[Position annotation records]
###

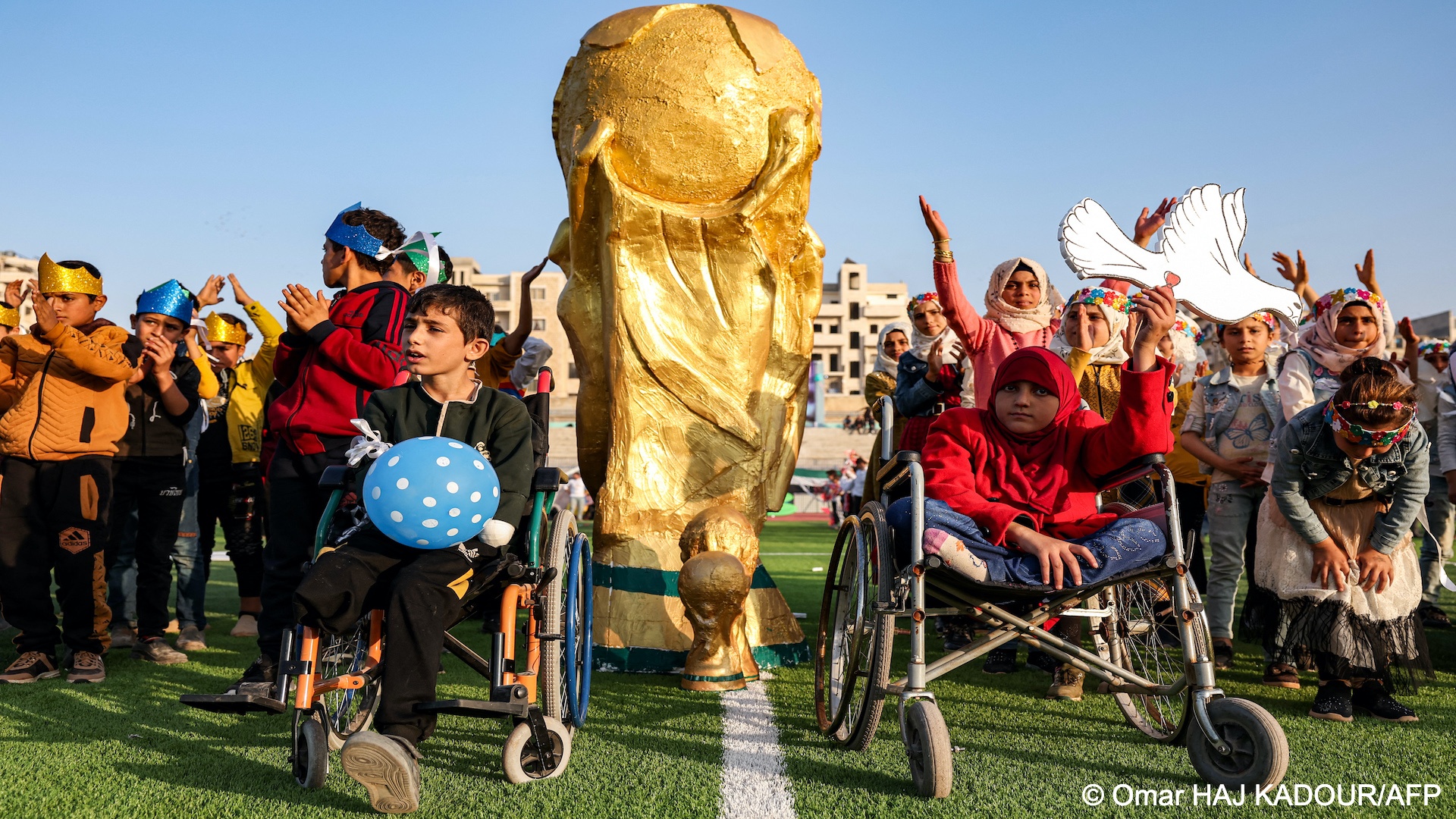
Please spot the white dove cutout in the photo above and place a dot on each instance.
(1199, 257)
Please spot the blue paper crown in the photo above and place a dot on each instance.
(169, 299)
(354, 235)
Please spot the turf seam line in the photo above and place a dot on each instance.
(753, 777)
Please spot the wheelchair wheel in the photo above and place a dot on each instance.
(577, 651)
(928, 745)
(1260, 751)
(1139, 637)
(347, 710)
(557, 554)
(310, 751)
(523, 760)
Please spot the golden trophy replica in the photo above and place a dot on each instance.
(686, 136)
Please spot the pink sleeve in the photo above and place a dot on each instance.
(963, 318)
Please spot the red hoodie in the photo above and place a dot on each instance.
(329, 373)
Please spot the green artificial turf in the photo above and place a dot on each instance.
(127, 748)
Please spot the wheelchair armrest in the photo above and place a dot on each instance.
(334, 477)
(1130, 472)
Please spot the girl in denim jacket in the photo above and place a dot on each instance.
(1350, 477)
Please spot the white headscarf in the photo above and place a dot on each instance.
(1110, 353)
(1018, 319)
(886, 363)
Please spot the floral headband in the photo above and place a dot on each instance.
(1360, 436)
(1103, 297)
(916, 300)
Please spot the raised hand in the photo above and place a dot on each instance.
(1150, 223)
(932, 222)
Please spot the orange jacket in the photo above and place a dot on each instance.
(63, 392)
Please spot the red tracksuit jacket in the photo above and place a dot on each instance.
(329, 373)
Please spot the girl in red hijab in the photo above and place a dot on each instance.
(1009, 488)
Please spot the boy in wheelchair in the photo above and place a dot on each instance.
(446, 331)
(1011, 491)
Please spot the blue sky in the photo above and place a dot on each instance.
(178, 140)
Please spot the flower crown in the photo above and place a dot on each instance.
(1357, 435)
(1103, 297)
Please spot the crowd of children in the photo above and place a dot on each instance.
(1310, 465)
(124, 452)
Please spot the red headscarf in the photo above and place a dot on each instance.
(1031, 466)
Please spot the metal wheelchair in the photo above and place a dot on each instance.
(1149, 632)
(334, 681)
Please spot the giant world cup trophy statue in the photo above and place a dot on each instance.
(686, 136)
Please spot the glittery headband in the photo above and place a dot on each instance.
(220, 330)
(169, 299)
(1103, 297)
(55, 279)
(356, 237)
(1357, 435)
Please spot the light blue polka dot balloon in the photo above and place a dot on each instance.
(431, 493)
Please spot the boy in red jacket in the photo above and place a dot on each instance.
(331, 359)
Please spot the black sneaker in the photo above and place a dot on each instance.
(1375, 700)
(1001, 661)
(388, 767)
(1433, 617)
(30, 668)
(1332, 703)
(1038, 659)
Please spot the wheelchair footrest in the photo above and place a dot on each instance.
(473, 708)
(235, 703)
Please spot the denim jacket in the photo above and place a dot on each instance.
(1308, 464)
(915, 397)
(1220, 404)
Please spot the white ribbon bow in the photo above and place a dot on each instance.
(364, 445)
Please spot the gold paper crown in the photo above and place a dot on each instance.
(55, 279)
(220, 330)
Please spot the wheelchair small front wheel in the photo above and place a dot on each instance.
(928, 745)
(310, 752)
(523, 760)
(1258, 748)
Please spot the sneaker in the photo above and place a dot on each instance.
(1223, 656)
(1332, 703)
(1376, 701)
(123, 635)
(156, 651)
(388, 767)
(30, 668)
(85, 667)
(191, 640)
(1043, 661)
(1001, 661)
(246, 626)
(1066, 684)
(1432, 617)
(1280, 675)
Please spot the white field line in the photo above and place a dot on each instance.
(753, 784)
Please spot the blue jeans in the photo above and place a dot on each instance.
(1232, 526)
(1119, 547)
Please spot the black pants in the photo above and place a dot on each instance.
(53, 518)
(294, 506)
(237, 503)
(424, 591)
(155, 488)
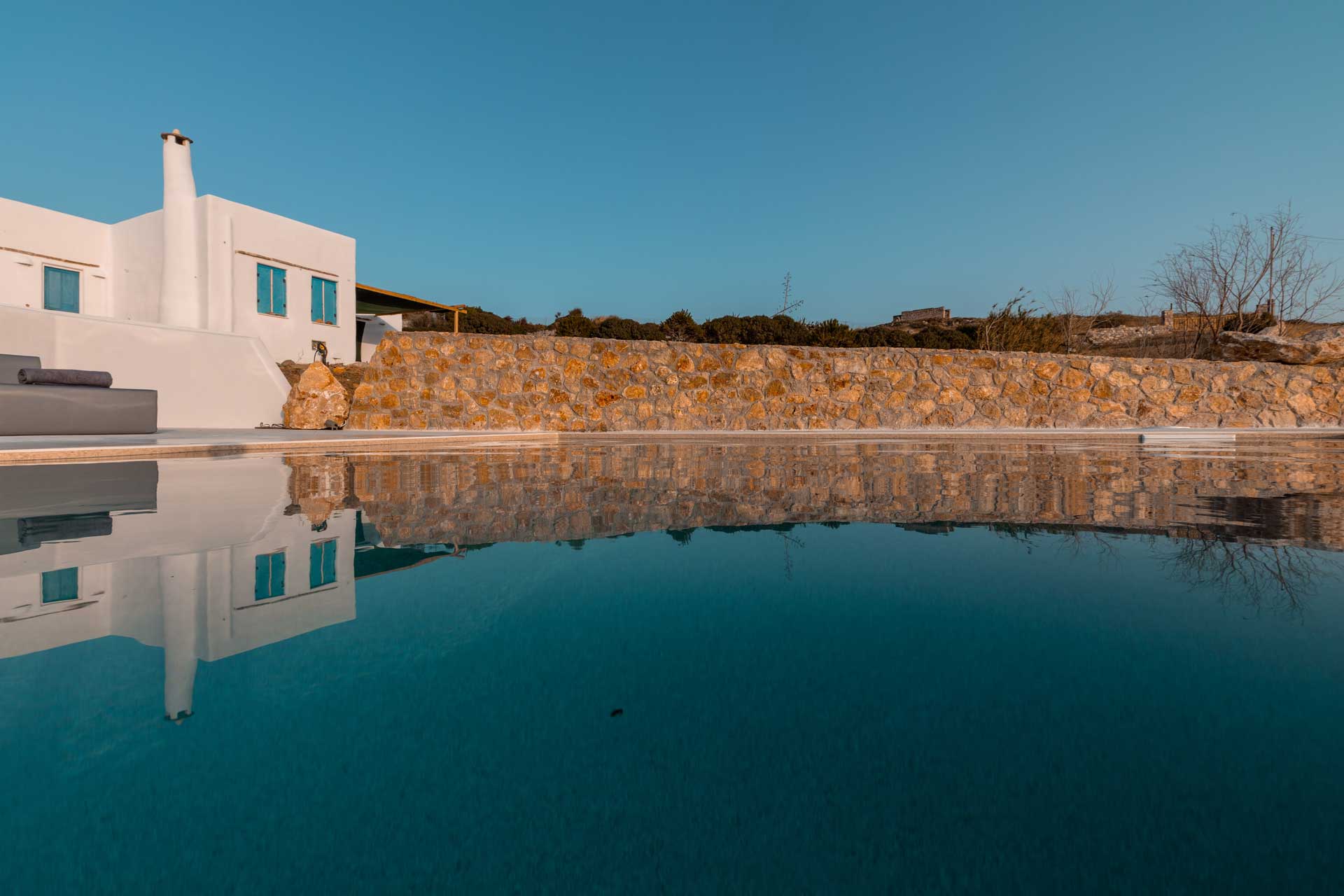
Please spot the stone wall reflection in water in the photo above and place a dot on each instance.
(1264, 491)
(207, 559)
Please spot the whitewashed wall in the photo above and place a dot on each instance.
(120, 270)
(226, 512)
(203, 379)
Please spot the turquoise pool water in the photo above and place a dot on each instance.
(686, 666)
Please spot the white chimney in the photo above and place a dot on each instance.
(179, 293)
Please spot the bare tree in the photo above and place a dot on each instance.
(1300, 285)
(1278, 575)
(1077, 312)
(1245, 274)
(788, 304)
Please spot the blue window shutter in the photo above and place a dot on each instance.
(61, 584)
(262, 587)
(277, 574)
(59, 289)
(277, 292)
(50, 289)
(315, 566)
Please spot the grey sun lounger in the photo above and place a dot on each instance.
(70, 410)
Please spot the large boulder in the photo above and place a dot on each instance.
(1319, 347)
(318, 400)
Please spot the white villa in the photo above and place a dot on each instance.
(197, 300)
(139, 559)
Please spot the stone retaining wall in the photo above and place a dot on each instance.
(467, 382)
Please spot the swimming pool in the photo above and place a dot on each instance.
(695, 665)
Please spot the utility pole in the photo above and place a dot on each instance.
(788, 305)
(1269, 298)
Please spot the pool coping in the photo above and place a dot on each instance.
(185, 444)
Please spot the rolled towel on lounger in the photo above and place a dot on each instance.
(57, 377)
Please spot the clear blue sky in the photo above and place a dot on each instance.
(636, 159)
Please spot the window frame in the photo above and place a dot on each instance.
(321, 551)
(62, 596)
(315, 298)
(78, 279)
(270, 556)
(284, 290)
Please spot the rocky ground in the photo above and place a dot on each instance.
(349, 375)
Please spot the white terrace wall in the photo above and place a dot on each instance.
(203, 379)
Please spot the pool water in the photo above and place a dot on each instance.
(687, 666)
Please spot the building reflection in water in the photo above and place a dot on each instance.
(214, 558)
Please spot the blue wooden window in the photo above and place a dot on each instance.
(59, 289)
(324, 301)
(270, 575)
(61, 584)
(321, 564)
(270, 290)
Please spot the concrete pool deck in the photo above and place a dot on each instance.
(39, 449)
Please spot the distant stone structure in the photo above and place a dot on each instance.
(923, 315)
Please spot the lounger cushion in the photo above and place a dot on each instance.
(77, 410)
(59, 377)
(11, 365)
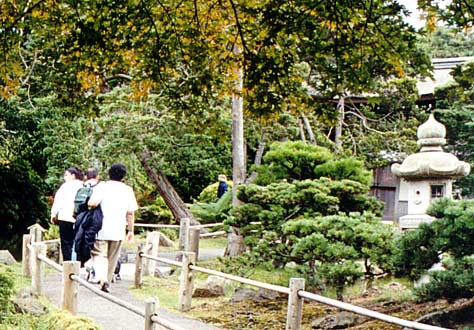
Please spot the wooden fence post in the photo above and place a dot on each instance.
(152, 238)
(138, 268)
(295, 305)
(151, 307)
(70, 287)
(183, 232)
(193, 241)
(37, 268)
(186, 282)
(26, 255)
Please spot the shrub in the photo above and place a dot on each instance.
(449, 234)
(6, 291)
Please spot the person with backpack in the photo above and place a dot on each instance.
(88, 221)
(118, 204)
(63, 208)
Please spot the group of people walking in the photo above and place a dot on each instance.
(118, 204)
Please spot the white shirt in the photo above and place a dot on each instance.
(115, 199)
(63, 205)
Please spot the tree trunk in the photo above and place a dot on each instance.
(312, 140)
(340, 121)
(235, 244)
(302, 135)
(167, 192)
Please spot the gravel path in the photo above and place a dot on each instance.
(114, 317)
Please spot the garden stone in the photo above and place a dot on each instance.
(265, 294)
(242, 294)
(27, 302)
(165, 241)
(6, 258)
(336, 321)
(216, 284)
(163, 271)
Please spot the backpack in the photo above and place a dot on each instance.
(81, 199)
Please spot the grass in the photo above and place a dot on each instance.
(53, 319)
(249, 314)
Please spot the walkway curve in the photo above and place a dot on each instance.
(109, 315)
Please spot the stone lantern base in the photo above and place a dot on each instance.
(412, 221)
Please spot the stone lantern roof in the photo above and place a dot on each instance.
(431, 161)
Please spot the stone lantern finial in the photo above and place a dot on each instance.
(431, 135)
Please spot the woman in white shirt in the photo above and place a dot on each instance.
(63, 207)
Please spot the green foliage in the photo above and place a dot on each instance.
(23, 202)
(449, 234)
(291, 161)
(449, 42)
(209, 194)
(453, 283)
(214, 211)
(329, 246)
(6, 292)
(156, 212)
(313, 222)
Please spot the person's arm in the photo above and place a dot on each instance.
(58, 201)
(130, 226)
(95, 198)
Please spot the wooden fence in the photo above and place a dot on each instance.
(34, 258)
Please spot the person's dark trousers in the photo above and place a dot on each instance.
(66, 234)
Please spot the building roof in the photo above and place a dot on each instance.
(441, 74)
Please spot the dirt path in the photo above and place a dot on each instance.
(114, 317)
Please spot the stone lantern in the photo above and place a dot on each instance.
(426, 175)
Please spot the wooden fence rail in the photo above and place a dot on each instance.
(295, 291)
(71, 279)
(35, 258)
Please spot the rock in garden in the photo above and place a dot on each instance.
(27, 302)
(242, 294)
(266, 294)
(6, 258)
(336, 321)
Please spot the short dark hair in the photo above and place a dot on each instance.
(117, 172)
(76, 171)
(92, 173)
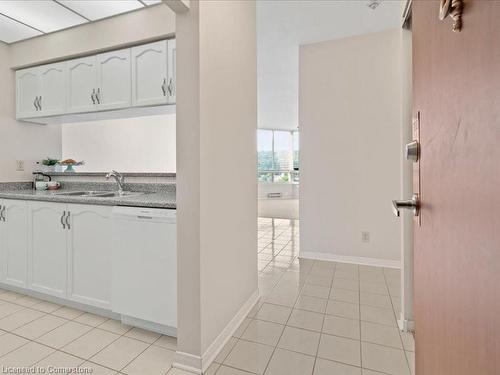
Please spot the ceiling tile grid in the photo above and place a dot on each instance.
(23, 19)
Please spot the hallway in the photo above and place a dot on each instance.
(317, 317)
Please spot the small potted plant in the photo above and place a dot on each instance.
(49, 164)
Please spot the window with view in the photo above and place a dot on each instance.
(277, 155)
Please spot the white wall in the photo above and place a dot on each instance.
(284, 25)
(350, 116)
(141, 144)
(21, 141)
(216, 174)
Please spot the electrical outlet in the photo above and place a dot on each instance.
(365, 236)
(19, 165)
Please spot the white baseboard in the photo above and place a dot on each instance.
(150, 326)
(388, 263)
(198, 365)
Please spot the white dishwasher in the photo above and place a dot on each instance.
(144, 281)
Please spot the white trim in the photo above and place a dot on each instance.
(150, 326)
(388, 263)
(406, 325)
(198, 365)
(188, 362)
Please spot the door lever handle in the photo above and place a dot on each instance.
(409, 204)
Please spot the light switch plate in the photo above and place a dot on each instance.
(20, 165)
(365, 236)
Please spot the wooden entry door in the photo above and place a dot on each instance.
(457, 247)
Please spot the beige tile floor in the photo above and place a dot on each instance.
(317, 318)
(314, 318)
(42, 334)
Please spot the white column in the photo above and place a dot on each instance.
(216, 176)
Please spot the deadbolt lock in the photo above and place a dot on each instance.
(413, 151)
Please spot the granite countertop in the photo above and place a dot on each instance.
(164, 198)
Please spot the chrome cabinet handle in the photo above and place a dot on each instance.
(163, 87)
(409, 204)
(170, 87)
(67, 220)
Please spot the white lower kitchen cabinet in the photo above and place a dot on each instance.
(89, 250)
(48, 257)
(120, 260)
(13, 242)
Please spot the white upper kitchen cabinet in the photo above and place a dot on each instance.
(113, 80)
(171, 70)
(81, 85)
(52, 98)
(27, 93)
(48, 260)
(90, 252)
(149, 74)
(13, 242)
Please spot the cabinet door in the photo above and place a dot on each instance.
(14, 242)
(52, 89)
(27, 91)
(90, 255)
(171, 71)
(47, 248)
(81, 85)
(149, 74)
(114, 80)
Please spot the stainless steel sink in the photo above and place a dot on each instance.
(99, 194)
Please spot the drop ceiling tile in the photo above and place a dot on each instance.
(44, 15)
(12, 31)
(94, 10)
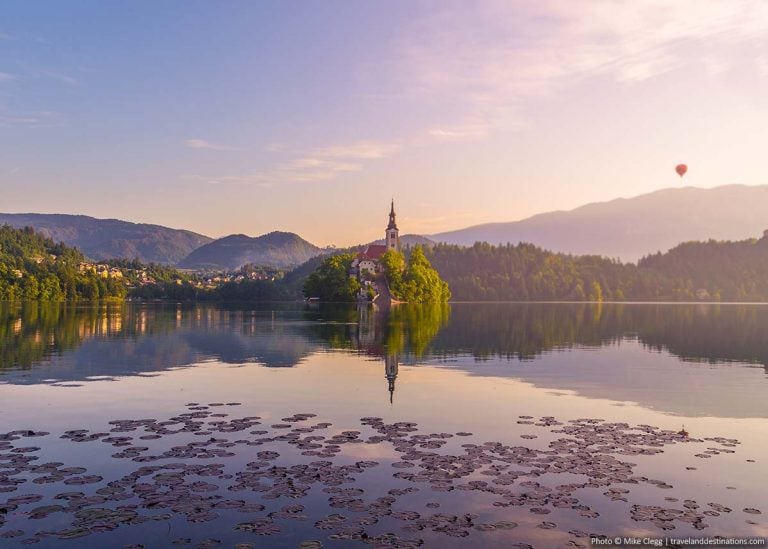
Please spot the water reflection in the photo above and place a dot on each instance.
(620, 352)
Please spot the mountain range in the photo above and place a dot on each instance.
(101, 239)
(629, 228)
(277, 249)
(625, 228)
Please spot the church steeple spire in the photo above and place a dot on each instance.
(392, 234)
(392, 224)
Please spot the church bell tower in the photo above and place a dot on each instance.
(393, 235)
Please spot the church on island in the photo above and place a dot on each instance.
(366, 265)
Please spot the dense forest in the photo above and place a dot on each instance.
(693, 271)
(33, 267)
(414, 280)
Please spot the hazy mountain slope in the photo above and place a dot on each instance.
(110, 238)
(629, 228)
(277, 249)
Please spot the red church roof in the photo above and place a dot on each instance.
(374, 251)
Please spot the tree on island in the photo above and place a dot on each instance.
(331, 280)
(414, 282)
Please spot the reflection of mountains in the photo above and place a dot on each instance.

###

**Exercise:**
Copy the entries verbatim from the line containing "Please spot the red hoodie" up to and including the line containing "(1130, 472)".

**Task answer:**
Please spot the red hoodie in the photo above and place a dot on each instance.
(329, 373)
Please spot the green artificial turf in the photo above and place a dot on each instance.
(127, 748)
Please spot the wheelchair armrest in the photo above and place a dot on each instance.
(334, 477)
(1130, 472)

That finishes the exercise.